Trecho selecionado:
- - - - - - -

(J.R. Guzzo, publicado no jornal O Estado de S. Paulo em 11 de fevereiro de 2024)
A questão que realmente interessa para o futuro próximo do país, uma vez passado o primeiro impacto do temporal que está agitando Brasília, é a seguinte: Jair Bolsonaro estaria finalmente liquidado para a vida política brasileira, ou vai continuar sendo o problema de vida, ou morte que o Supremo Tribunal Federal (STF), o governo Lula e quem acredita em ambos sustentam que ele é? Parece não importar muito, na atmosfera que o Poder Judiciário criou no Brasil nos últimos cinco anos, a qualidade técnica e o valor objetivo das provas apresentadas até agora pela polícia e pelo ministro Alexandre de Moraes. Toda essa história, desde o começo, não é sobre fatos — é sobre crenças.
Há muita gente que acredita, por exemplo, que Bolsonaro realmente matou 700 mil pessoas na pandemia de covid-19. Para todos esses, não há nenhuma dúvida de que o ex-presidente quis dar um golpe de Estado, antes ou logo após deixar o cargo, como dizem os comunicados da Polícia Federal (PF) e do ministro. Para outros tantos, ao contrário, o material apresentado até agora pelas autoridades não prova nada. Há conversas de golpe, minutas de golpe, e outras coisas de golpe — mas não se fez nada de prático para dar mesmo o golpe.
É como nas discussões sobre a real natureza da Santíssima Trindade, ou indagações semelhantes. Nunca vai se provar se isso é assim ou se é o contrário — e nem interessa mesmo que haja ou não haja prova, pois aqui a única questão é a fé. Além do mais, no Brasil de hoje, o conceito de prova evoluiu para o estado gasoso. A confissão do crime e a devolução de dinheiro roubado, por exemplo, não são provas contra o corruptor. Ter um estilingue e bolas de gude no bolso, por outro lado, é prova de golpe de Estado. Prova, na vida real, é aquilo que o STF diz que é prova, e as sentenças de condenação ou absolvição dependem de quem está sendo julgado, e não do que aconteceu. A discussão não é jurídica. É só política.
Bolsonaro, do ponto de vista político, é de fato um complicador. É inelegível por decisão do Tribunal Superior Eleitoral, o que sem dúvida resolve o problema de quem teria de disputar eleição diretamente com ele, mas seus inimigos acham que o ex-presidente continua sendo uma força eleitoral. Seria melhor, do seu ponto de vista, que ele estivesse na cadeia durante a campanha pelas eleições municipais deste ano. Não poderia fazer lives. Não poderia circular pelo Brasil. Não poderia dar apoio a candidatos. Não teria redes sociais. Vai ser suficiente? As eleições para prefeito serão um grande teste para a política brasileira. Vai se saber, então, se o eleitorado acredita ou não que Bolsonaro tentou dar o golpe — e se acredita, o quanto está realmente ligando para isso.

- - - - - - -

Material fornecido:
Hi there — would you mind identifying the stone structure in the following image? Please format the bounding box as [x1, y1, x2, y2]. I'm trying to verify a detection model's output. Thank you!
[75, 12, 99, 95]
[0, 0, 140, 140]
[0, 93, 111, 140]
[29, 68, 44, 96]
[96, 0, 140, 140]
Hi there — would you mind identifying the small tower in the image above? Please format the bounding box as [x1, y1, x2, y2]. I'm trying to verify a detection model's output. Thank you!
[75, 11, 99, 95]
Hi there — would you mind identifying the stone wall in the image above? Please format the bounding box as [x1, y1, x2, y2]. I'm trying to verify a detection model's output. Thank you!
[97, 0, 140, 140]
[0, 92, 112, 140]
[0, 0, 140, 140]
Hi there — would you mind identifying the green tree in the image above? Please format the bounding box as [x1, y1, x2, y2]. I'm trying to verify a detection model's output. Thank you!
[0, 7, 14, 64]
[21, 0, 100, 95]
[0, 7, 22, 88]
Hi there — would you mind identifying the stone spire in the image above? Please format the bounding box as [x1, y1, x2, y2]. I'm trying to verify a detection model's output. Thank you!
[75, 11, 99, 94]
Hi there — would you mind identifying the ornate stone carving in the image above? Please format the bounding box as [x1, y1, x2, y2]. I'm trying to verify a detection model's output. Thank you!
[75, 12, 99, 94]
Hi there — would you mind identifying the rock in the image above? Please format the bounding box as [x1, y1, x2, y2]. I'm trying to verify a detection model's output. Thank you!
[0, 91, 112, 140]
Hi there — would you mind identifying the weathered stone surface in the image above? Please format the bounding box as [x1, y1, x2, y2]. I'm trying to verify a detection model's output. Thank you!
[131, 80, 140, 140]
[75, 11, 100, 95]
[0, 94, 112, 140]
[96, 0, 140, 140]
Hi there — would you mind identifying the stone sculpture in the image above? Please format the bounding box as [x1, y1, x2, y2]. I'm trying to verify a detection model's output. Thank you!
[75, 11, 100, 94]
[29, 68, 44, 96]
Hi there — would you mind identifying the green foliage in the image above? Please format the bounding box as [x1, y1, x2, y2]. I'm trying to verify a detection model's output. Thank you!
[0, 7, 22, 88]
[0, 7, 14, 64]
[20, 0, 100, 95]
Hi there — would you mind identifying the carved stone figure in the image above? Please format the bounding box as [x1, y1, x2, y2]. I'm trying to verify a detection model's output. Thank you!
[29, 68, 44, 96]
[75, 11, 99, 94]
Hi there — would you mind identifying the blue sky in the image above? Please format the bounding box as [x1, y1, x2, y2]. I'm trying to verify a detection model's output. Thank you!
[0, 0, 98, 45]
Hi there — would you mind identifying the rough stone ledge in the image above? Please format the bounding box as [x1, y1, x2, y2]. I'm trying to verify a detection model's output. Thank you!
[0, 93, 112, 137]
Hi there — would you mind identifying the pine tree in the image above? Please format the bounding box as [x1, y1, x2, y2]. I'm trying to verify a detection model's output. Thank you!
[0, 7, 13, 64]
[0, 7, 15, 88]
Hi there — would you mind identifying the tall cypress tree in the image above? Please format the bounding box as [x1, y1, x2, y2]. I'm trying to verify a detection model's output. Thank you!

- - - - - - -

O que se espera: Segundo o trecho selecionado, por decisão de qual tribunal Bolsonaro está inelegível?

Resolução do problema: Do Tribunal Superior Eleitoral.